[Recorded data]
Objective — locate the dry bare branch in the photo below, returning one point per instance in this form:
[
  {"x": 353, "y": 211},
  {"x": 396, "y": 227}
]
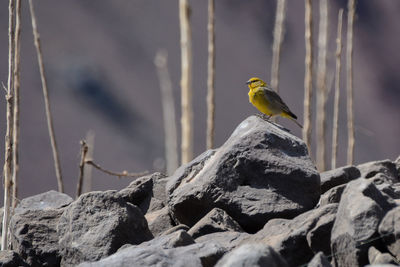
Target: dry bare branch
[
  {"x": 84, "y": 150},
  {"x": 168, "y": 104},
  {"x": 87, "y": 181},
  {"x": 46, "y": 99},
  {"x": 349, "y": 70},
  {"x": 278, "y": 39},
  {"x": 211, "y": 75},
  {"x": 15, "y": 142},
  {"x": 321, "y": 85},
  {"x": 118, "y": 174},
  {"x": 308, "y": 92},
  {"x": 337, "y": 90},
  {"x": 7, "y": 169},
  {"x": 186, "y": 81}
]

**INSTRUCTION**
Could you update the listing above by replacing "dry bare branch" with "withered twig" wherever it occurs, leaving everything else unchanged and leaving out the pictures?

**EXPECTED ANSWER**
Objective — locate the withered twig in the photo below, returning one point per instance in this form:
[
  {"x": 353, "y": 211},
  {"x": 396, "y": 227}
]
Target: withered twig
[
  {"x": 84, "y": 150},
  {"x": 168, "y": 104},
  {"x": 87, "y": 181},
  {"x": 46, "y": 99},
  {"x": 349, "y": 70},
  {"x": 278, "y": 39},
  {"x": 211, "y": 75},
  {"x": 15, "y": 142},
  {"x": 321, "y": 85},
  {"x": 118, "y": 174},
  {"x": 308, "y": 92},
  {"x": 337, "y": 90},
  {"x": 7, "y": 169},
  {"x": 186, "y": 81}
]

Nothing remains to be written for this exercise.